>> START RECORDS FOR THE EXERCISE

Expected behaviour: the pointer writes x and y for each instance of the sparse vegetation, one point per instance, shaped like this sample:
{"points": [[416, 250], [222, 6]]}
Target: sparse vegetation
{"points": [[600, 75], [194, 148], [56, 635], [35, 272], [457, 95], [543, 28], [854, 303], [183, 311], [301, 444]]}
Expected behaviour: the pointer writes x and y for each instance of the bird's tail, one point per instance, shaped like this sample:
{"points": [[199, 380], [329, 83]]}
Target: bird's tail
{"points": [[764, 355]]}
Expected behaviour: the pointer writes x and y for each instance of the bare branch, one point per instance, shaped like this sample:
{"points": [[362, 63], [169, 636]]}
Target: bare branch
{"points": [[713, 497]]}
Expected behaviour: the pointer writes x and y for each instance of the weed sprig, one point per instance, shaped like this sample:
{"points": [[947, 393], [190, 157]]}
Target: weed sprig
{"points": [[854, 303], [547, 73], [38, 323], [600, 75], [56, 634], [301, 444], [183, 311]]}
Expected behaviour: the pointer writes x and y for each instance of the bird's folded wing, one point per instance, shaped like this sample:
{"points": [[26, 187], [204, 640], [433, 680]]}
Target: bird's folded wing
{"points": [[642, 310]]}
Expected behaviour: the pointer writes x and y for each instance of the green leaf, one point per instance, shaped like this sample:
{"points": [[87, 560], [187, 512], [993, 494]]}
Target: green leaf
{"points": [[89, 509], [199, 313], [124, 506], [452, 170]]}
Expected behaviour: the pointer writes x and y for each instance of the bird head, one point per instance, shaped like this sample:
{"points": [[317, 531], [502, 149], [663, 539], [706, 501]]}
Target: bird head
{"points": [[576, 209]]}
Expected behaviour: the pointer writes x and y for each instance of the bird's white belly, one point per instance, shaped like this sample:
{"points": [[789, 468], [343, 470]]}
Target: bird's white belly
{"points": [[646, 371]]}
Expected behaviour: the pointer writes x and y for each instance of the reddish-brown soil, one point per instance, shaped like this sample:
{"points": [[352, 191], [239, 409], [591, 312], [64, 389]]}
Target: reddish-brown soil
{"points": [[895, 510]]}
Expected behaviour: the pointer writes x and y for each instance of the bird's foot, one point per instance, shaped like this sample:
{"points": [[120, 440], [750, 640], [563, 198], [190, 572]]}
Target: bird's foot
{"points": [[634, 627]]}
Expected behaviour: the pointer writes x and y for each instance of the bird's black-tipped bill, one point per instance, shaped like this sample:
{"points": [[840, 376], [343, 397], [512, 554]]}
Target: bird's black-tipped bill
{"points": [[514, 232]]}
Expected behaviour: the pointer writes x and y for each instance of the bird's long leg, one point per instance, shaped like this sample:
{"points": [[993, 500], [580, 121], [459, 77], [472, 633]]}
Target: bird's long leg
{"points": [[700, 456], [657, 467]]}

>> END RECORDS FOR THE EXERCISE
>> START RECORDS FOR THE EXERCISE

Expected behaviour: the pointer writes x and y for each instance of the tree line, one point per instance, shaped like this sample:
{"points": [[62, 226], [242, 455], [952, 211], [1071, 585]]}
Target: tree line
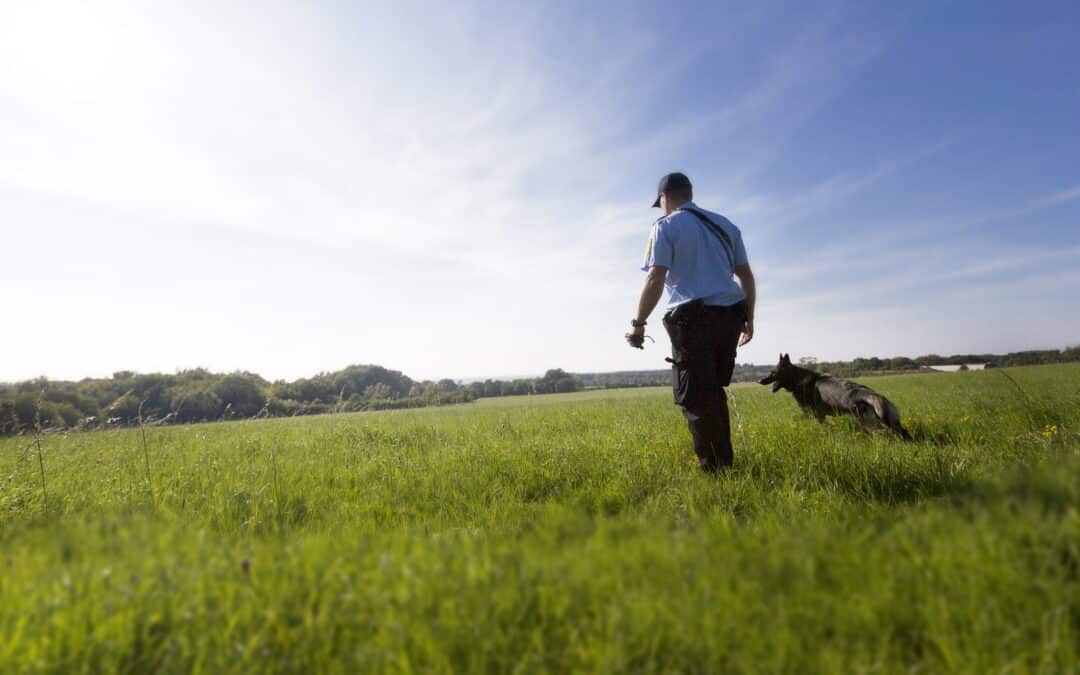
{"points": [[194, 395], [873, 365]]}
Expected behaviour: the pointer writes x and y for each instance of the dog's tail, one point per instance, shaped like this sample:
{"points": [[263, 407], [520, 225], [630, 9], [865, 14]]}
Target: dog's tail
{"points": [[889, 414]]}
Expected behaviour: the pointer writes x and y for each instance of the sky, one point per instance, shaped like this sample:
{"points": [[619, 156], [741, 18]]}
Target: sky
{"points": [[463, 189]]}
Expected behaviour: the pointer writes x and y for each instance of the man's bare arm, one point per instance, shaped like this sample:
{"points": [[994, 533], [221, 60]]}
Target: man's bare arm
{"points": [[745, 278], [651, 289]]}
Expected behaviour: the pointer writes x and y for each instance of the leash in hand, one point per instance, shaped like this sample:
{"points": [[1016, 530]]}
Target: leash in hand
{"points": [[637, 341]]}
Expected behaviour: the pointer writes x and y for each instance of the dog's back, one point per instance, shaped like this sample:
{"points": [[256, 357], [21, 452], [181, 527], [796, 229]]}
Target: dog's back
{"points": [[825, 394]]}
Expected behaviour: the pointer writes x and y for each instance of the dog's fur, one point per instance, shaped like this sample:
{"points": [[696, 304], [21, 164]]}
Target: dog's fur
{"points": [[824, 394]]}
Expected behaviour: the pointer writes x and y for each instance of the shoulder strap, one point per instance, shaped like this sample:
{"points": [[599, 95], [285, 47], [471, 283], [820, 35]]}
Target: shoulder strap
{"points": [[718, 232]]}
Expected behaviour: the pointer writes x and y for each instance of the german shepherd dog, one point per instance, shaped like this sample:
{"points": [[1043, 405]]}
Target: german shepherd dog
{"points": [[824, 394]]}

>> END RECORDS FOR THE EXERCISE
>> START RECORDS FOR THE EXERCISE

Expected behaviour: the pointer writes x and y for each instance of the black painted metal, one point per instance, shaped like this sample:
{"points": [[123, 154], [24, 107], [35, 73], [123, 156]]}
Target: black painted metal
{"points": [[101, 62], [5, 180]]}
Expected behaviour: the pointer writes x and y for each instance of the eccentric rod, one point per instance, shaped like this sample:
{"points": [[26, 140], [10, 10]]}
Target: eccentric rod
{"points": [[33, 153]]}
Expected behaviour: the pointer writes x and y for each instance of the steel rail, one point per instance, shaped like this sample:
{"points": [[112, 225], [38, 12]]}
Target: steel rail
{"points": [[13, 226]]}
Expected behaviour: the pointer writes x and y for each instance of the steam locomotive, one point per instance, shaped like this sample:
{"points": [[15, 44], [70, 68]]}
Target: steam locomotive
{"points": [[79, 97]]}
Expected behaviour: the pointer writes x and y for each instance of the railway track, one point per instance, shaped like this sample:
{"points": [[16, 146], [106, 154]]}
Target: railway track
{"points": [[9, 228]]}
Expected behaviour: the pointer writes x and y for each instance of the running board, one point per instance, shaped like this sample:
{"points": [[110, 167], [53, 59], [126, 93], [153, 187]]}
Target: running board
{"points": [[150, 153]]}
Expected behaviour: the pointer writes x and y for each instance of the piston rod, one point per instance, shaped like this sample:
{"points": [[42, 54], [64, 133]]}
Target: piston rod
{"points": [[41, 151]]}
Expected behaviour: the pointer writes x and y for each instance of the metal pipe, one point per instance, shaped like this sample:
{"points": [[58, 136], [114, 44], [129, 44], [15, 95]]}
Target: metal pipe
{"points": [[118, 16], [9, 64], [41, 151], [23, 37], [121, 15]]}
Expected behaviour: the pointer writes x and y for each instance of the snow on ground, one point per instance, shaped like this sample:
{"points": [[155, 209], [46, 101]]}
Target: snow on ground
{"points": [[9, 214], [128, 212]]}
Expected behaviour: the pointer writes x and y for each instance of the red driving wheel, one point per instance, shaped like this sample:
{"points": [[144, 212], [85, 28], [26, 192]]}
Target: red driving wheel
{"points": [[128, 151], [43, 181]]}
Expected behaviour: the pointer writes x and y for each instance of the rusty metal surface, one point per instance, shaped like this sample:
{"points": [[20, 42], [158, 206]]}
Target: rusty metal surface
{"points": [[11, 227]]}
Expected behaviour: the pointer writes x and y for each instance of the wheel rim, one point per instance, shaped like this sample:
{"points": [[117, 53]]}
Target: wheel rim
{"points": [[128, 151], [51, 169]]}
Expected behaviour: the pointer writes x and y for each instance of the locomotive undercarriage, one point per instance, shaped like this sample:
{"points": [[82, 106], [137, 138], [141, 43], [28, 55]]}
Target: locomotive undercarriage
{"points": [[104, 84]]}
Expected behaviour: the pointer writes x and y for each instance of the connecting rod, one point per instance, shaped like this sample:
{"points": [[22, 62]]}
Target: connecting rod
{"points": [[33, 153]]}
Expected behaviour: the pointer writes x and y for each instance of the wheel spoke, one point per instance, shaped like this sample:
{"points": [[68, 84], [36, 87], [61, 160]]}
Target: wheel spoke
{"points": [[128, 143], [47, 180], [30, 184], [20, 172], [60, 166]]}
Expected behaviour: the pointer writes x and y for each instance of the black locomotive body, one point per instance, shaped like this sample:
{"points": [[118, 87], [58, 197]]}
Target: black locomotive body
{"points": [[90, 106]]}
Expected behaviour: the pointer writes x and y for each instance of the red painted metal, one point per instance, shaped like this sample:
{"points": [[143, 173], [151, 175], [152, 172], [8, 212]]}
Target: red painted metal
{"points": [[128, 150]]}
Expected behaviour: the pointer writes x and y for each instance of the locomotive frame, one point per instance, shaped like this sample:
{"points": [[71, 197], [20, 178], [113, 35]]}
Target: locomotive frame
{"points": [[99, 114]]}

>> END RECORDS FOR THE EXERCISE

YOUR OBJECTIVE:
Which lines in the records above contain the word "steam"? Pull out each one in full.

FINISHED ANSWER:
Expected behaviour: the pointer writes x and y for each instance of the steam locomotive, one point per instance, shaped like this sample:
Target: steam locomotive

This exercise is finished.